DOCUMENT TEXT.
○ ○ ○ ○

Similarly, the attack on his brothers took place prior to his hearing, so he
could have raised that, too. Therefore, the officer concluded that Mr Mazrekaj
had failed to present new evidence that he faced a substantial risk of
mistreatment in Kosovo.
[4]
Mr
Mazrekaj argues that the officer erred by failing to accord him an oral
hearing, by relying on evidence of which he was unaware, and by rendering an
unreasonable decision. He asks me to quash the officer’s decision and order
another officer to reconsider his application.
[5]
I
agree with Mr Mazrekaj that the officer reached his conclusion by relying on
extrinsic materials to which he should have had a chance to respond. I will
grant his application for judicial review on that basis, making it unnecessary
for me to consider Mr Mazrekaj’s other arguments.
[6]
The
sole issue, therefore, is whether the officer treated Mr Mazrekaj unfairly by
relying on extrinsic materials.
II. The Officer’s
Decision
[7]
The
officer took note of Mr Mazrekaj’s claim that, at the time of his refugee
hearing, he feared the consequences of disclosing his uncle’s testimony before
the ICTY. However, the officer found that the testimony had been public
knowledge well before the hearing.
[8]
The
officer relied on his own research of the ICTY’s website. It showed that the
uncle’s testimony was published as part of the court’s records. The officer
also consulted the website of an organization called the SENSE Agency. It
showed that the uncle was featured in an article from 2009, eight months before
the refugee hearing.
[9]
Based
on this evidence, the officer concluded that Mr Mazrekaj could have raised his
concerns at his refugee hearing about his uncle’s testimony. Therefore, he had
not put forward a new risk that could support a positive PRRA.
III. Did the Officer rely
on extrinsic materials?
[10]
Mr
Mazrekaj submits that the officer treated him unfairly by relying on the
results of his own research, namely the ICTY transcript and SENSE report that
were publicly available before the refugee hearing. He claims not to have been
aware of that evidence. Therefore, the officer had a duty to give him a chance
to respond to it.
[11]
The
Minister contends that the evidence cited by the officer was not extrinsic, as
it was publicly available and came from a reliable source. In addition, Mr
Mazrekaj could have anticipated that the officer would check the ICTY website.
In effect, Mr Mazrekaj simply “played the odds” by holding back a source of
risk that he should have raised at his hearing.

○ ○ ○ ○

ACTIONS TO TAKE.
a) In the judicial review decision above, list the ways Mr Mazrekaj argues the officer erred.
b) According to the judicial review decision, when was the uncle featured in the SENSE Agency article?
c) Resume the judicial review decision after its final sentence.

DATASET ROWS.
○ ○ ○ ○

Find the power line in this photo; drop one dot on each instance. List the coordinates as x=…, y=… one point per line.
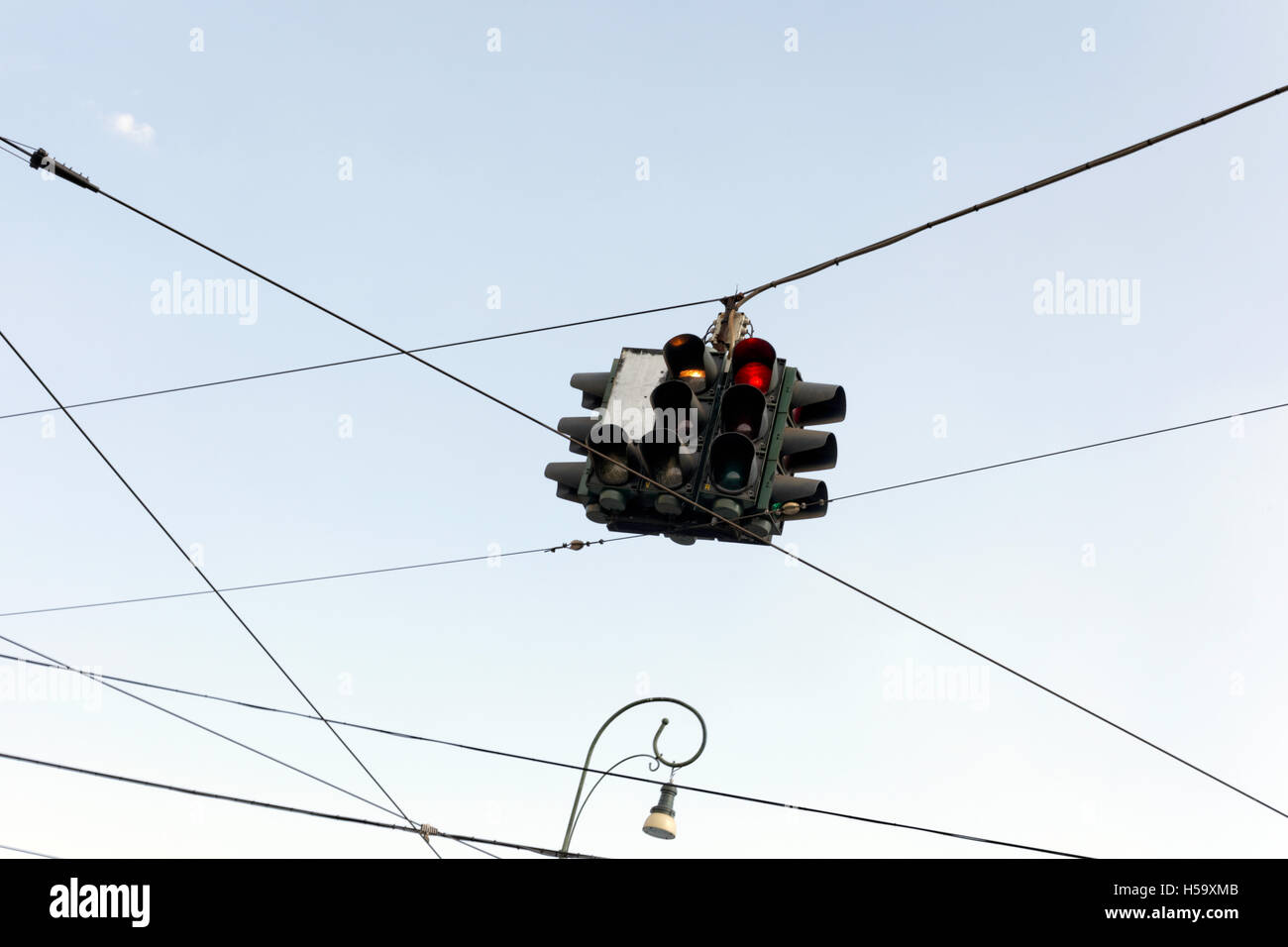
x=278, y=806
x=55, y=664
x=1056, y=454
x=1001, y=198
x=619, y=539
x=355, y=361
x=197, y=569
x=687, y=500
x=38, y=855
x=739, y=299
x=601, y=774
x=313, y=579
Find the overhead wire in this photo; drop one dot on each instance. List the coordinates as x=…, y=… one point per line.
x=198, y=571
x=1056, y=454
x=278, y=806
x=682, y=497
x=741, y=299
x=601, y=774
x=1010, y=195
x=353, y=361
x=309, y=579
x=59, y=665
x=619, y=539
x=27, y=852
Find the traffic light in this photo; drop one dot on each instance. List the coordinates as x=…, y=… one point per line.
x=725, y=434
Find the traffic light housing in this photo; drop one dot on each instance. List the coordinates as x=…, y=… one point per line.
x=726, y=436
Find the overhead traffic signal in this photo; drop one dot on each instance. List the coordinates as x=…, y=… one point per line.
x=684, y=437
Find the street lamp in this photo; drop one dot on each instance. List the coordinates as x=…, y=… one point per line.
x=661, y=819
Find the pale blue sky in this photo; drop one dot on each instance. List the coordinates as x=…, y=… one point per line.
x=518, y=169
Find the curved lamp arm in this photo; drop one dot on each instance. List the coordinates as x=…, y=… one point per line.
x=657, y=754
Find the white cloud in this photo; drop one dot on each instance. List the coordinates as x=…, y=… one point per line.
x=125, y=125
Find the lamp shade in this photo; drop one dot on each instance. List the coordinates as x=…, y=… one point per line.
x=661, y=818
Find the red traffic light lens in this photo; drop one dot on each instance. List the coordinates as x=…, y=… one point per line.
x=756, y=375
x=754, y=364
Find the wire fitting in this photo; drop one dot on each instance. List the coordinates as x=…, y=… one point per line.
x=42, y=161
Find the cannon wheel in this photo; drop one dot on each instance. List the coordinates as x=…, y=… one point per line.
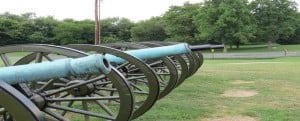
x=143, y=73
x=58, y=97
x=14, y=106
x=163, y=67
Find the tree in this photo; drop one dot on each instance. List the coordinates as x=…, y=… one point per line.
x=70, y=32
x=275, y=19
x=179, y=24
x=226, y=21
x=44, y=30
x=148, y=30
x=116, y=29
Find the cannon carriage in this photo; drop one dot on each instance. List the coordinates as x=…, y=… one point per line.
x=136, y=81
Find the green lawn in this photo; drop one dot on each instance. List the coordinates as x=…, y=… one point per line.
x=262, y=48
x=277, y=82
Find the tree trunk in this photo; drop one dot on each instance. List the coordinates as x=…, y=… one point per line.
x=225, y=48
x=238, y=45
x=97, y=23
x=269, y=45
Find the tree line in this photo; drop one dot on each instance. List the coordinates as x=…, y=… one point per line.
x=230, y=22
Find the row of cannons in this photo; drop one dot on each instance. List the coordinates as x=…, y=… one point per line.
x=117, y=81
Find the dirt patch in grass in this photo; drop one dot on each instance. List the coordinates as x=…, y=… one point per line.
x=233, y=118
x=242, y=82
x=239, y=93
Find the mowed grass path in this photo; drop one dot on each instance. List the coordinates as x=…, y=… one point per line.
x=277, y=82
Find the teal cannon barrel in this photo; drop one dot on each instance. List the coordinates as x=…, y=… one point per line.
x=205, y=47
x=93, y=64
x=152, y=53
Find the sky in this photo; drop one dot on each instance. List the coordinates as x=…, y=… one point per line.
x=134, y=10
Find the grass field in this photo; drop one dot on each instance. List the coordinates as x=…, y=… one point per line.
x=277, y=82
x=262, y=48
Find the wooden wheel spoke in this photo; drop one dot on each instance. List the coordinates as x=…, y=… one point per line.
x=54, y=115
x=79, y=111
x=82, y=99
x=50, y=93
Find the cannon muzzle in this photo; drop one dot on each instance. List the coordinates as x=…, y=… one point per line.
x=152, y=53
x=205, y=47
x=93, y=64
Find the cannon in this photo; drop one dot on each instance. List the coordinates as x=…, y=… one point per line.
x=70, y=96
x=149, y=77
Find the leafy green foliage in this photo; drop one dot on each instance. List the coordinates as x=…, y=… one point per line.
x=277, y=20
x=179, y=24
x=225, y=22
x=149, y=30
x=116, y=29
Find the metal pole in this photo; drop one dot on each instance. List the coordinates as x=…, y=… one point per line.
x=97, y=31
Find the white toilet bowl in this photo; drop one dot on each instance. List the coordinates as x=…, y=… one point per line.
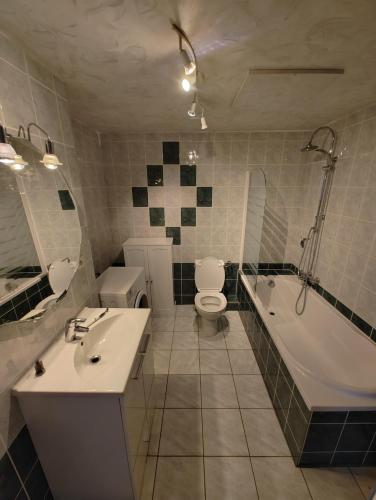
x=209, y=301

○ ○ ○ ○

ANSWERS FOR THE TASKS.
a)
- Failing to accord him an oral hearing
- Relying on evidence of which he was unaware
- Rendering an unreasonable decision

b) In 2009, eight months before the refugee hearing.

c)
[12]
In
my view, Mr Mazrekaj should have been given an opportunity to respond to the
evidence on which the officer relied. The officer consulted materials that
could not be described as the kind of standard documents that applicants can
reasonably expect officers to consult (Riaji v Canada (Minister of
Citizenship and Immigration), 2011 FC 1240; Mancia v Canada (Minister of
Citizenship and Immigration), [1998] 3 FC 461 (CA)).
[13]
The
evidence before the officer showed a clear risk to ICTY witnesses and their
families. In effect, the officer rejected Mr Mazrekaj’s claim to have been
reluctant to publicly identify his uncle as a witness at the time of his
refugee hearing on the basis that he must have known that this was already
public knowledge.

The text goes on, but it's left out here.